## GIVEN TEXT
◇ ◇ ◇ ◇
Crime Library: Criminal Minds and Methods

The Jean Harris Case

A Girl Called 'Struvie'

Jean was born in 1923 to Albert and Mildred Struven, an affluent couple living in a Cleveland suburb. She was the second of the four children they would have, three girls and one boy, the very youngest.

At six feet two inches tall, Albert Struven towered over his four-foot-eleven wife. The successful civil engineer towered over her in personality as well, being an old-fashioned and dominant man. He was known as very intelligent but humorless and hard to please, although both his wife and daughters tried valiantly to do so. He had a terrible temper, was given to furies of yelling, and was once hospitalized for manic-depressive disorder.

Since Dad worked long hours in his role as family provider, Mom did most of the actual raising of the children. Mildred Struven was a Christian Scientist. When the children were sick, they were prayed for, read to, and lovingly reassured rather than medicated. Mildred did take her son, little Bobby, to the hospital on one occasion because it looked like his chicken pox simply would not heal. It was lucky that she did for if she had not, the doctors believed the illness would have killed the youngster.
◇ ◇ ◇ ◇
## PROVIDED RECORDS
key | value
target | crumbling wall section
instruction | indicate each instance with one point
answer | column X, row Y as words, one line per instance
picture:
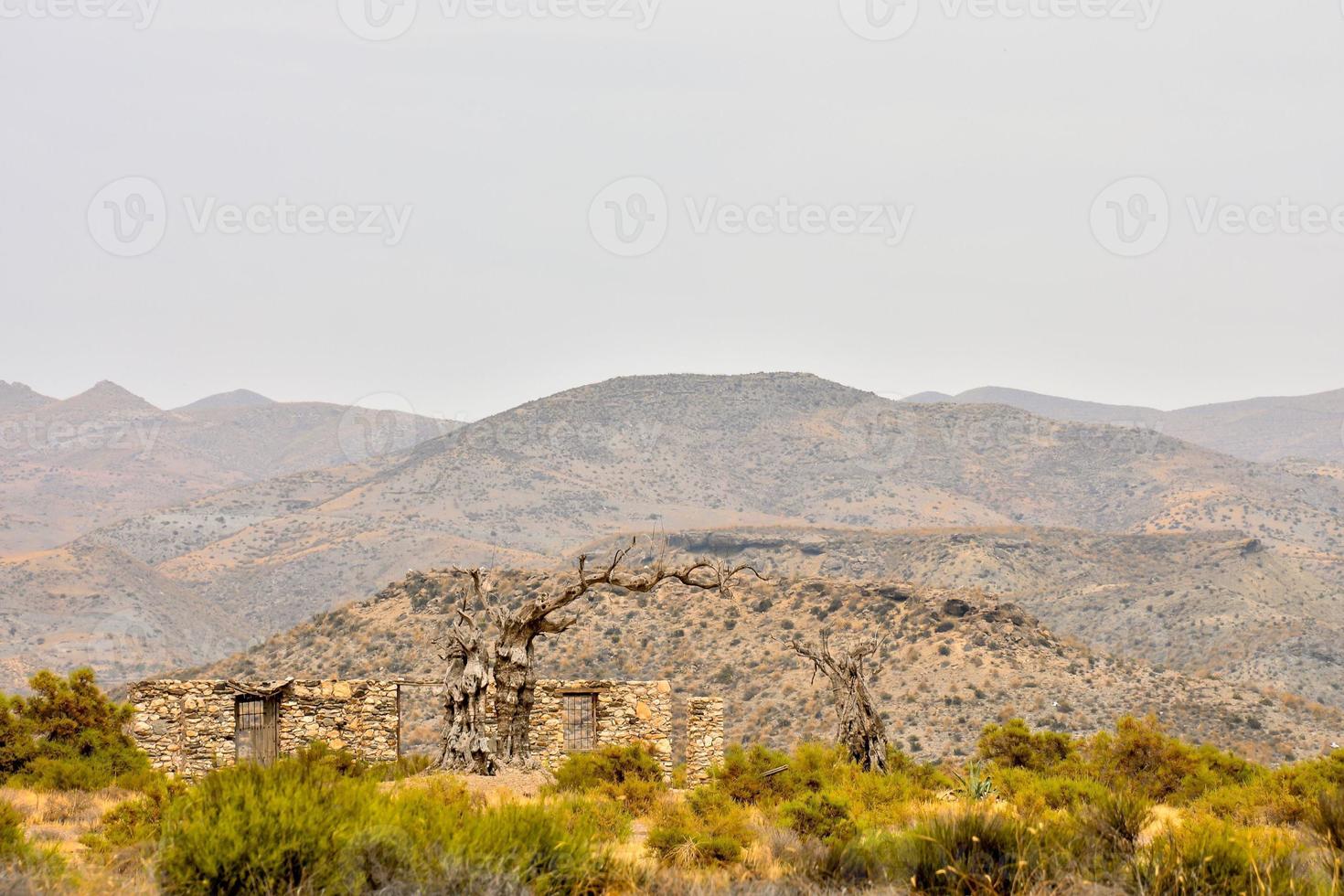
◇ ◇ ◇ ◇
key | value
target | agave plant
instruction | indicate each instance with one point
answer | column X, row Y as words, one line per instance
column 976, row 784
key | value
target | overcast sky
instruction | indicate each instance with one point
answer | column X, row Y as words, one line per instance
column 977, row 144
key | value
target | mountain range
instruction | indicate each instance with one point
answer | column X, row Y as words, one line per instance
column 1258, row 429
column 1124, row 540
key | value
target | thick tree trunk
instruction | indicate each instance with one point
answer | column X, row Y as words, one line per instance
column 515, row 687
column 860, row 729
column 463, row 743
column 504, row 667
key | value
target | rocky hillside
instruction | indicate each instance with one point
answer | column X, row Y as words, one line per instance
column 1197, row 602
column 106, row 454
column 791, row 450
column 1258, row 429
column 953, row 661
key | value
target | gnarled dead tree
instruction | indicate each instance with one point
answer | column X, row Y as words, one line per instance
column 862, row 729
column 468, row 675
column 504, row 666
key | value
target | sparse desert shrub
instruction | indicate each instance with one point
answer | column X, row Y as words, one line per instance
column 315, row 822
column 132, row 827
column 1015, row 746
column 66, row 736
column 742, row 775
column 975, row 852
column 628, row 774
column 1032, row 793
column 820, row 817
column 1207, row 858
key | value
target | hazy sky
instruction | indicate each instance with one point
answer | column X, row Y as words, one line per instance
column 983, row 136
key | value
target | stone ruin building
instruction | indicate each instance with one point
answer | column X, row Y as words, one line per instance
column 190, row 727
◇ ◇ ◇ ◇
## ACTIVITY
Could you give the part of the Jean Harris text that opens with the words containing "Crime Library: Criminal" and closes with "the very youngest.", swapping "Cleveland" for "Akron"?

## REPLY TO THE EXERCISE
Crime Library: Criminal Minds and Methods

The Jean Harris Case

A Girl Called 'Struvie'

Jean was born in 1923 to Albert and Mildred Struven, an affluent couple living in a Akron suburb. She was the second of the four children they would have, three girls and one boy, the very youngest.